[What to work on] From the entries, copy out every line in which the word "mirror" is found.

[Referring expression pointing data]
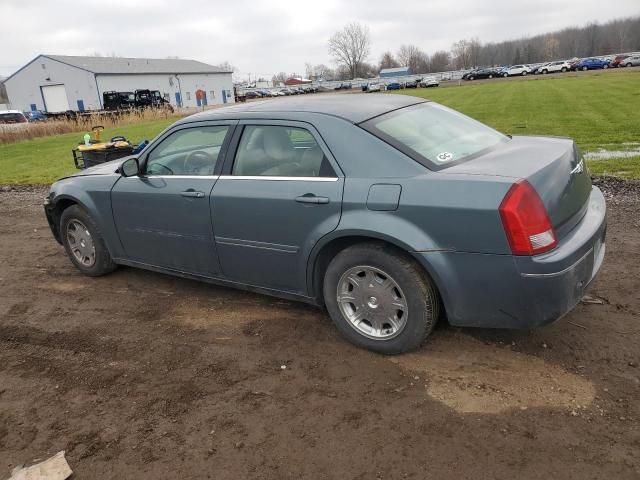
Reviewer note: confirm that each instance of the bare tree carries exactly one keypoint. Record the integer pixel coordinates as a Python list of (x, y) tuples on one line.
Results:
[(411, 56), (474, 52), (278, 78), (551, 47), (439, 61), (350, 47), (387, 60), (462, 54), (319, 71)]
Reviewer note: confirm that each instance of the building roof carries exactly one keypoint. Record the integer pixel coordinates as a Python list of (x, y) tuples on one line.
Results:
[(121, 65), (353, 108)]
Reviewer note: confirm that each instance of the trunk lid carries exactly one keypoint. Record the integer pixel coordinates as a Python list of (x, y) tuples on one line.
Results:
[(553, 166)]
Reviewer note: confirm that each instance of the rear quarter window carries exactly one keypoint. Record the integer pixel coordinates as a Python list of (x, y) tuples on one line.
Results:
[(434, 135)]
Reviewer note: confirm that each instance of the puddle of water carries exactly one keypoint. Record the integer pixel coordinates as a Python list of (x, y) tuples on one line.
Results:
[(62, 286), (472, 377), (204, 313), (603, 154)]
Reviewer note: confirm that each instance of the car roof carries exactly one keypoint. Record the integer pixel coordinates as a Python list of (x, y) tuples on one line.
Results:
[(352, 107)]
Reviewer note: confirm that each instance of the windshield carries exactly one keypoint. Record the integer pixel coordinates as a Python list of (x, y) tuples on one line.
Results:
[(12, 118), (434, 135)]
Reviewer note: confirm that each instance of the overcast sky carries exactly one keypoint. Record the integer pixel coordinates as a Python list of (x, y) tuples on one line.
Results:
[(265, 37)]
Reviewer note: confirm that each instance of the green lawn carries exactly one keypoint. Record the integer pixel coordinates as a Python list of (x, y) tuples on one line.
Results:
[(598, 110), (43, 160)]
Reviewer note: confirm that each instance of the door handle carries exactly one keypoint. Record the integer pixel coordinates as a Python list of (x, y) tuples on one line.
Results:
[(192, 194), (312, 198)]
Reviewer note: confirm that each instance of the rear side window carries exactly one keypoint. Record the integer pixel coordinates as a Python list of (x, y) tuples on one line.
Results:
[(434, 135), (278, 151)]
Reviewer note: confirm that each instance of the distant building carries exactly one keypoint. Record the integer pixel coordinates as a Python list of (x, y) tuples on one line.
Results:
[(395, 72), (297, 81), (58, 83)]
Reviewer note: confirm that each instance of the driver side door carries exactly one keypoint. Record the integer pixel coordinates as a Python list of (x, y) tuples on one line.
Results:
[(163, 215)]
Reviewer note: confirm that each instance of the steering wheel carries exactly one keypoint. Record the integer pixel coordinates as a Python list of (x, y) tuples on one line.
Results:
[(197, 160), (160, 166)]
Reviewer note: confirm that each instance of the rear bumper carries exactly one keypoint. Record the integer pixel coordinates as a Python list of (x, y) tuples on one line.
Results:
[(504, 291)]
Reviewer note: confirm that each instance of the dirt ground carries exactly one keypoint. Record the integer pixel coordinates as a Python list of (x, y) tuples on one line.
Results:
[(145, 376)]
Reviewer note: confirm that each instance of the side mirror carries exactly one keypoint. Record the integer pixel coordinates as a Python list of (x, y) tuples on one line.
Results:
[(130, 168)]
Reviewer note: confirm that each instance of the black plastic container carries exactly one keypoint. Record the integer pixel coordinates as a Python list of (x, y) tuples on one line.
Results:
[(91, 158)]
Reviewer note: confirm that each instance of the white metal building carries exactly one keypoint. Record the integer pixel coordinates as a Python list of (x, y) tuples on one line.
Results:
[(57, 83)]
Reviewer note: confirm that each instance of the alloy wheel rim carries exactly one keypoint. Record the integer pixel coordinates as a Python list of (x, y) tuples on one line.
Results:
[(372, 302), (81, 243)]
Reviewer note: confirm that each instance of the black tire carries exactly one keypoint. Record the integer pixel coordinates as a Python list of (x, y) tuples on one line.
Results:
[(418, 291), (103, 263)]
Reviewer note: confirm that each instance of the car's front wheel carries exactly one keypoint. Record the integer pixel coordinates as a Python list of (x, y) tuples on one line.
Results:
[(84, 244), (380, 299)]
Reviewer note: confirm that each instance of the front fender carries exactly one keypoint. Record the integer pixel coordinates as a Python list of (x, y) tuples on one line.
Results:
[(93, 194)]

---

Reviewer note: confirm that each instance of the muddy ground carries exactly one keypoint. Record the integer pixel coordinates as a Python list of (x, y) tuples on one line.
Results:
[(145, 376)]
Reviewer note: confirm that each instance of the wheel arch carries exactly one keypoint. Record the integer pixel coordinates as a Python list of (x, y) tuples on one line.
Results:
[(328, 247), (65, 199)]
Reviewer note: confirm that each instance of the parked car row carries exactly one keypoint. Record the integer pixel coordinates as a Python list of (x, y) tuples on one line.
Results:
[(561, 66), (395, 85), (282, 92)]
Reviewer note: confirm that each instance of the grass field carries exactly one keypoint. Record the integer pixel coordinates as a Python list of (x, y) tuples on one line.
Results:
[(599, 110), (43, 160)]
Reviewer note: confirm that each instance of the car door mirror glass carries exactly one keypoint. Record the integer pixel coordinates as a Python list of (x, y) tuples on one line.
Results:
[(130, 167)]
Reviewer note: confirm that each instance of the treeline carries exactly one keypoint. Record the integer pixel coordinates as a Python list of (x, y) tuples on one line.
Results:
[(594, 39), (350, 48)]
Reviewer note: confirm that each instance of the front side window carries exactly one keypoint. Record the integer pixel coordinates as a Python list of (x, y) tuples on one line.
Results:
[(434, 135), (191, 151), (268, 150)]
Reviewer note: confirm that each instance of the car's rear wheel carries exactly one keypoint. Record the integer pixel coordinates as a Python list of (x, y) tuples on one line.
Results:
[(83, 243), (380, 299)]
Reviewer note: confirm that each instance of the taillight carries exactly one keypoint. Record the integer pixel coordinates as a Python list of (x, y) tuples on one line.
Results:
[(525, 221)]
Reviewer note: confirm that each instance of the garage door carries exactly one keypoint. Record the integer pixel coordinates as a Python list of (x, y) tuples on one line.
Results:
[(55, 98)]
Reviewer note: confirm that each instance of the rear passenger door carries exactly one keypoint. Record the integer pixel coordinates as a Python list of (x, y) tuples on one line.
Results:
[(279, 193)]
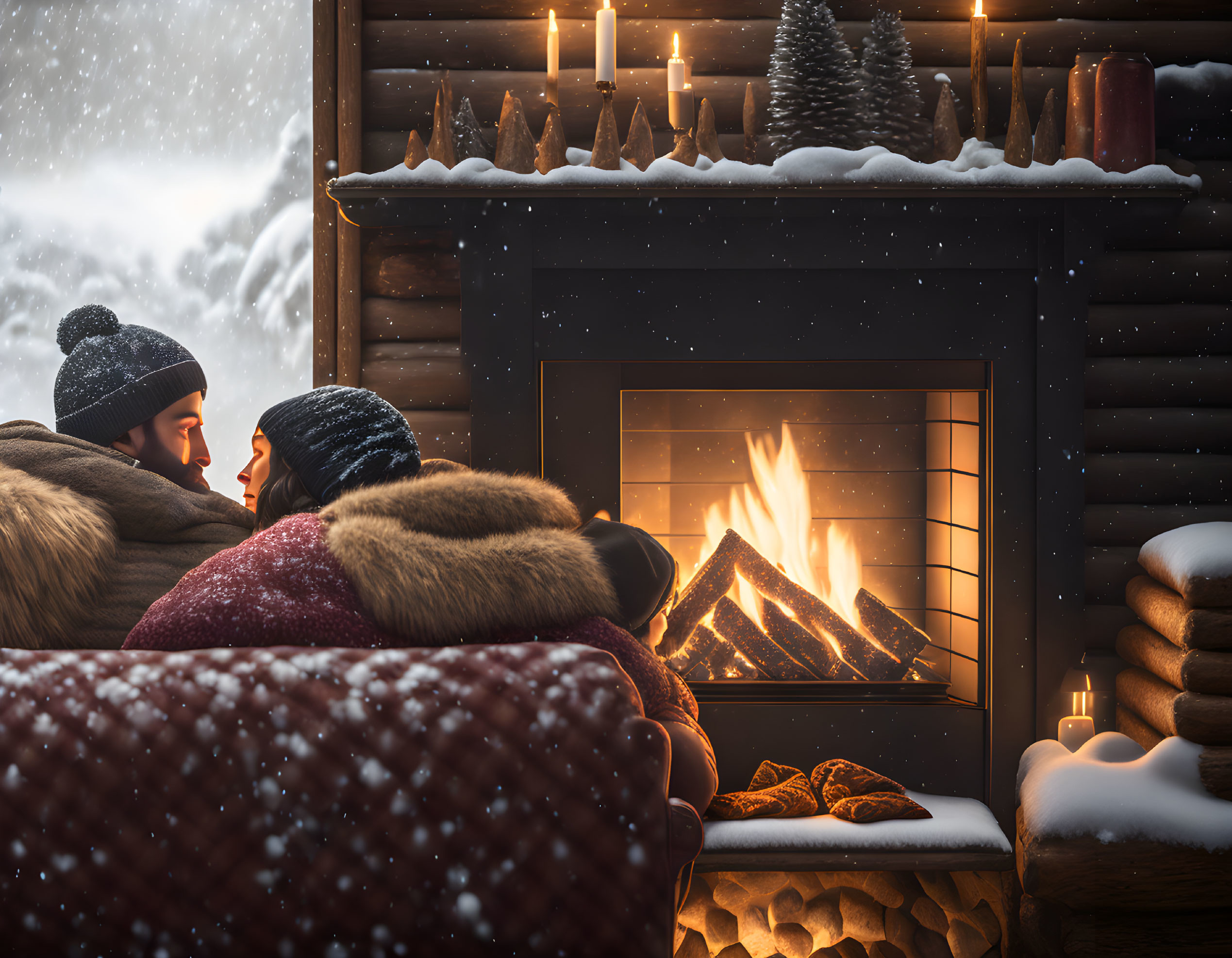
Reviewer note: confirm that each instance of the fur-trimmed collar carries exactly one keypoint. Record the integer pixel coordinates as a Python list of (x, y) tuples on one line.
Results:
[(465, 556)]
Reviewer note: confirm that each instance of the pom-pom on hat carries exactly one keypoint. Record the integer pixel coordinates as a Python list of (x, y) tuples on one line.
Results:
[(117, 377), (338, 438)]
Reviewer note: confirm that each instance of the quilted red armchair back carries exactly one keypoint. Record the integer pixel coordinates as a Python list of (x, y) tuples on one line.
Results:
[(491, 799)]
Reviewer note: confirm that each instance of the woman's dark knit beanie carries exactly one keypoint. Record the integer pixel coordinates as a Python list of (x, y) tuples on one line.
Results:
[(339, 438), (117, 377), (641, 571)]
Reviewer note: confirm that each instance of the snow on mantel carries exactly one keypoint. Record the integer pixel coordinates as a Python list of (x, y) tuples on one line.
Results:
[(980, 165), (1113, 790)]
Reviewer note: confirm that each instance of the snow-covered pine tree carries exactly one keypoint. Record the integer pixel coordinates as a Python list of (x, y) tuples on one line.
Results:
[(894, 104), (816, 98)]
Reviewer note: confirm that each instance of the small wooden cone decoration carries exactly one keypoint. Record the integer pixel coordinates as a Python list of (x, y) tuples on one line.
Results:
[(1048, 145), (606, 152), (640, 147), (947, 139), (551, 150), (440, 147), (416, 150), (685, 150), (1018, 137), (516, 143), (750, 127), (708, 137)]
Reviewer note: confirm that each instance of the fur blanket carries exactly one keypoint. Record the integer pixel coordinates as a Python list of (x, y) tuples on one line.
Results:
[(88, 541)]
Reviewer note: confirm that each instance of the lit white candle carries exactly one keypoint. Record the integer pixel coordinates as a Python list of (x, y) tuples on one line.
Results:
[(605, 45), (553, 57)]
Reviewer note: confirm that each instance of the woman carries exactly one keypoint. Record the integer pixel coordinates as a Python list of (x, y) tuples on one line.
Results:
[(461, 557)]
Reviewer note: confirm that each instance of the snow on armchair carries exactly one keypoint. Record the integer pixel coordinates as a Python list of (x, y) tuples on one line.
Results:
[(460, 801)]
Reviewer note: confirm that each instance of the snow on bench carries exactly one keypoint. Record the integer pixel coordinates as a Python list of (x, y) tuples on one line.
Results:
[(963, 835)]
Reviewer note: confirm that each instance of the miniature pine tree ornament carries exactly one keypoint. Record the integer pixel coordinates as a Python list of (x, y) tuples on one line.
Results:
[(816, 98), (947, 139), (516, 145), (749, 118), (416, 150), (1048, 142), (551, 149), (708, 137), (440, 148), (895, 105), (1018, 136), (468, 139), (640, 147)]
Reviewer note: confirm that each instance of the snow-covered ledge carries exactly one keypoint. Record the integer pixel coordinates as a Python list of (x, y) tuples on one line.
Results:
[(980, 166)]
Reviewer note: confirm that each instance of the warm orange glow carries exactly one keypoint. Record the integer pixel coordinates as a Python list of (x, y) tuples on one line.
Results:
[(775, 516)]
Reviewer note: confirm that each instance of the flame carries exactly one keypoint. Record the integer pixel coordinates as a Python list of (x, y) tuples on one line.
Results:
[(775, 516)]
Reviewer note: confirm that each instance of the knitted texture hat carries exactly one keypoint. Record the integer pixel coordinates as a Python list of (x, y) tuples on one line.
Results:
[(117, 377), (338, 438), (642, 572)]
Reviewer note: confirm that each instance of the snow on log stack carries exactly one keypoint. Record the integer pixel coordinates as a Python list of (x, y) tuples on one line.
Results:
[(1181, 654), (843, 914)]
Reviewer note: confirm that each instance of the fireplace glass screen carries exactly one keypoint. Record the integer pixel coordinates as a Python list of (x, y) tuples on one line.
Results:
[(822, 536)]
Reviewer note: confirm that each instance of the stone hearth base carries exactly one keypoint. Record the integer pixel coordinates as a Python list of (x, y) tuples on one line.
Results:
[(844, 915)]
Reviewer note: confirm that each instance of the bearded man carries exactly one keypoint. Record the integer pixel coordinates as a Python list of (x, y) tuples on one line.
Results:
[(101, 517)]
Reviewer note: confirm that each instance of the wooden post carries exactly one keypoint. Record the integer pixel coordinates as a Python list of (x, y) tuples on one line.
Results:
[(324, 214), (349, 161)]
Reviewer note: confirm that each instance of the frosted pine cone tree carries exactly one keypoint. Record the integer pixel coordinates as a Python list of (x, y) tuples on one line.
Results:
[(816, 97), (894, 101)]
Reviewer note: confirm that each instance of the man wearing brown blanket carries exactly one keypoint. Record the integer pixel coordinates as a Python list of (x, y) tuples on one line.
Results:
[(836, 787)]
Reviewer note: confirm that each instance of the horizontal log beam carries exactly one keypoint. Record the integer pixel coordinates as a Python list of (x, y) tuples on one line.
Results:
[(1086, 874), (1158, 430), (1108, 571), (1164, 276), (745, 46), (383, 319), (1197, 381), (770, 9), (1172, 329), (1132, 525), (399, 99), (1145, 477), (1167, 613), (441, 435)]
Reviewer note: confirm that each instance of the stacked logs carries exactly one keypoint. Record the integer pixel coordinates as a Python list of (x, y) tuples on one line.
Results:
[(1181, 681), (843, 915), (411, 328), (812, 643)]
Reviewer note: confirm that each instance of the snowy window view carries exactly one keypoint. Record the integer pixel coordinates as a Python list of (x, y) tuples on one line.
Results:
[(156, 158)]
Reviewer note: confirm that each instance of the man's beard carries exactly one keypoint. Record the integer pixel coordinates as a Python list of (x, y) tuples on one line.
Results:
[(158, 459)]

[Answer section]
Reviewer note: confirm that each instance of the side mirror carries exactly one keypoint. Record the integer pixel coordinates as a Python list of (x, y) tuples on one line.
Reviewer note: confirm that each instance of the car door mirror glass carries exactly one keypoint. Record the integer pixel coordinates as a Python list of (x, y) tuples on one line.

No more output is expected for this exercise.